### What the task requires
Rescale the material below by reproducing every line, request text included, with each bounding-box coordinate in the answers multiplied by 0.6 and rounded to a whole number, halves rounding up. Omit the pictures from your output.

── Records for this exercise ──

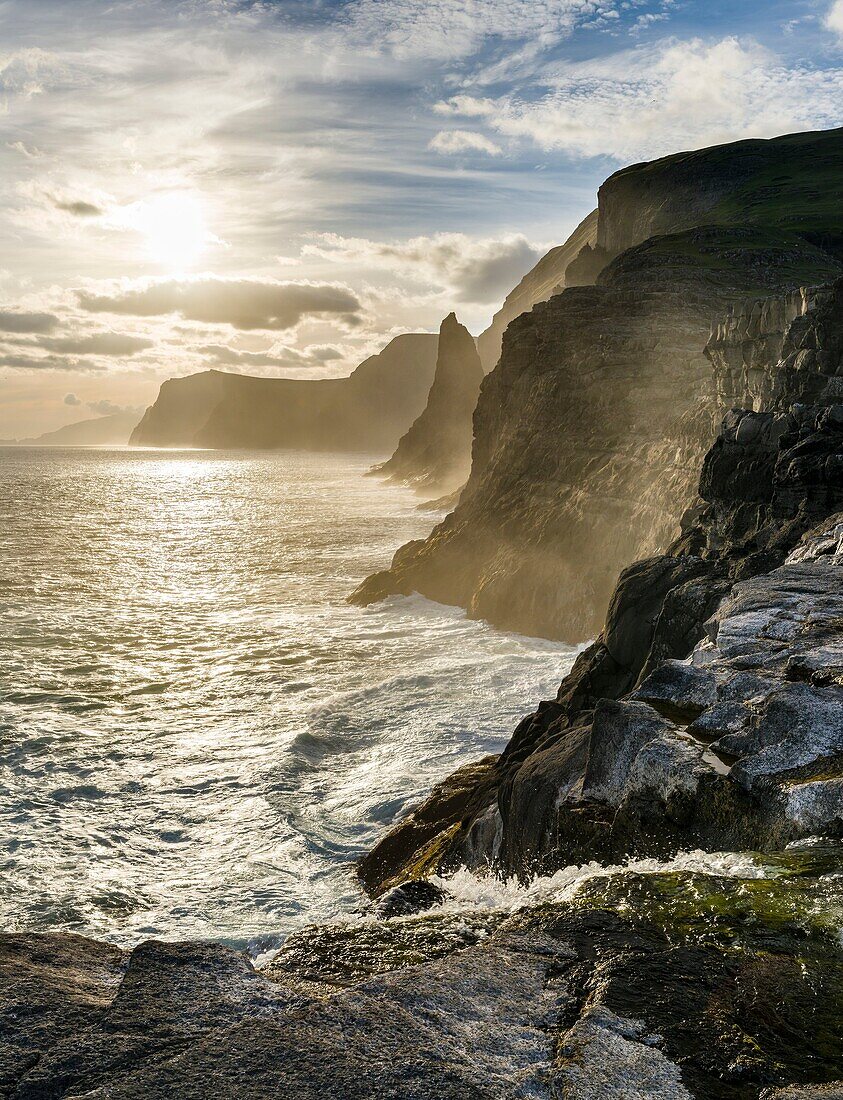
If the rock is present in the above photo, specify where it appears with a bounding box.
[130,333,437,453]
[365,279,843,881]
[6,850,843,1100]
[478,210,607,373]
[375,879,448,920]
[354,130,843,641]
[373,314,483,495]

───

### Answer to this exercise
If the rock is present in the above photo, specify where it appears with a bounding box.
[78,200,262,272]
[219,167,506,529]
[4,510,506,660]
[287,126,364,224]
[225,527,269,552]
[212,78,506,385]
[224,188,290,297]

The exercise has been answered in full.